→ **Exercise directions**: Please list every habitat that the whale fall text below names as a place where these animals may have survived between the extinction of the reptiles and the emergence of whales.

→ **Text section**:
____________

The discovery of the limpet Osteopelta in an Eocene New Zealand turtle bone indicates that these animals evolved before whales, including possibly inhabiting Mesozoic (251–66 MYA) reptiles. They may have survived in seeps, wood-falls and vents while waiting out the 20 million year gap between the reptiles' extinction and whales' emergence. Another possibility is that these fossils represent a prior, dead-end evolutionary path, and that today's whale fall animals evolved independently.

Anthropogenic effects 

It has been suggested that the whaling industry has had an effect on the biological pump through the elimination of many large whales, reducing the amount of whale falls. The effects of this on benthic whale fall community assemblages is not well understood. However, it is suggested that the removal of large whales might have reduced the total biomass of the deep sea by more than 30%. Whales stored massive amounts of carbon that were exported to the deep sea during whale fall events. Whaling has thus also reduced the ability of the deep sea to sequester carbon. Carbon can be sequestered for hundreds to thousands of years in the deep sea, supporting benthic communities. It is estimated that, in terms of carbon sequestration, each whale is equivalent to thousands of trees.

____________

[Dataset entries]
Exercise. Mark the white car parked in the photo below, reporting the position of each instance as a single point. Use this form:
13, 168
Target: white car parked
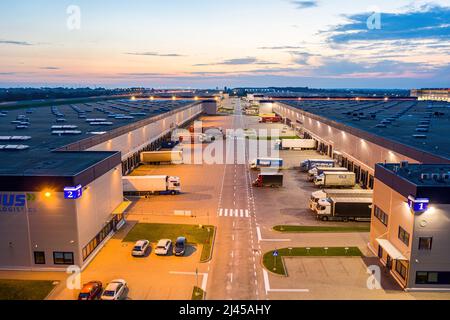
140, 248
163, 247
115, 290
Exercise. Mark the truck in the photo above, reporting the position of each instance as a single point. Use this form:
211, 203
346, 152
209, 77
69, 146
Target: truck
266, 163
307, 165
169, 144
160, 157
340, 179
317, 171
271, 119
143, 186
344, 209
337, 193
300, 144
269, 179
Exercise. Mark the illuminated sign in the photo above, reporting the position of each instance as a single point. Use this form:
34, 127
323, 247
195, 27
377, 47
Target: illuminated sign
418, 205
73, 193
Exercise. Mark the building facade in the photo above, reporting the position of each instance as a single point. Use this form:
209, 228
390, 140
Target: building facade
410, 223
432, 94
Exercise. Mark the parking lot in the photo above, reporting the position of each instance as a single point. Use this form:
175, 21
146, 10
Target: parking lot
149, 278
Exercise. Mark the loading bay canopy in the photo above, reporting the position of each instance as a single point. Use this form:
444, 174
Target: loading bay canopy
391, 250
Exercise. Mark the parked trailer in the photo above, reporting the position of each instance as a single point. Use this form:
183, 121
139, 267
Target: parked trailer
317, 171
341, 179
275, 119
269, 179
169, 144
141, 186
344, 209
266, 163
299, 144
159, 157
307, 165
337, 193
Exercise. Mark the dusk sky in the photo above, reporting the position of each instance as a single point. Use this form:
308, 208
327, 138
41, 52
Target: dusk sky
204, 43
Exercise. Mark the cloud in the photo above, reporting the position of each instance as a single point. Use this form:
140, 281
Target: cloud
427, 22
154, 54
280, 48
304, 4
238, 62
16, 43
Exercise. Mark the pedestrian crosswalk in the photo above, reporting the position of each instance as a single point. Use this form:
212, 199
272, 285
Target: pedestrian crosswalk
234, 213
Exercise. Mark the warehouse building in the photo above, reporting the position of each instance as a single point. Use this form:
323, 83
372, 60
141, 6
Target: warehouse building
400, 149
431, 94
360, 134
411, 222
61, 194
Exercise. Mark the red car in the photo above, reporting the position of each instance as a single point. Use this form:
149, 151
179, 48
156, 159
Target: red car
91, 291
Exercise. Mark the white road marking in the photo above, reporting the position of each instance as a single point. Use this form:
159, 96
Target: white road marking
234, 213
204, 275
260, 239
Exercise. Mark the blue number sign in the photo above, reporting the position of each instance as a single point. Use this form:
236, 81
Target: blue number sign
418, 205
73, 193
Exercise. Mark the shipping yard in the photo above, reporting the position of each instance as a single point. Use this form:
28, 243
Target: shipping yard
329, 199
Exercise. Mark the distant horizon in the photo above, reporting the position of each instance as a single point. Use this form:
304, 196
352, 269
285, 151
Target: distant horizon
202, 44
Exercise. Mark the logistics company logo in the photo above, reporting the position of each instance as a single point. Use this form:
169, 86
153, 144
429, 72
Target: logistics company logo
16, 203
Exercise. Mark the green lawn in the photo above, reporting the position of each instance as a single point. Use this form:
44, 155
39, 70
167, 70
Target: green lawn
276, 265
272, 138
198, 294
24, 289
155, 232
322, 229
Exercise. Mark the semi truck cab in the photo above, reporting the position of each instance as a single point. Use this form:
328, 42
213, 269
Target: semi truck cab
174, 184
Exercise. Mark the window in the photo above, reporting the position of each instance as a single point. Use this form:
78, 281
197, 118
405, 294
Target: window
425, 243
63, 258
433, 278
39, 257
403, 236
401, 267
381, 215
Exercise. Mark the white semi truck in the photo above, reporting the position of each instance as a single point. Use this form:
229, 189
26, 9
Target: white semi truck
299, 144
340, 179
159, 157
337, 193
142, 186
317, 171
344, 209
274, 163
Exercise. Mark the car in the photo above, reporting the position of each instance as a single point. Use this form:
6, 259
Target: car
180, 247
115, 290
91, 291
163, 247
140, 248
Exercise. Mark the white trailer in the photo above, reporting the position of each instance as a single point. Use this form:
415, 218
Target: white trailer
339, 179
158, 157
141, 186
317, 171
337, 193
344, 209
299, 144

____________

→ **Written answer**: Seeps, wood-falls, vents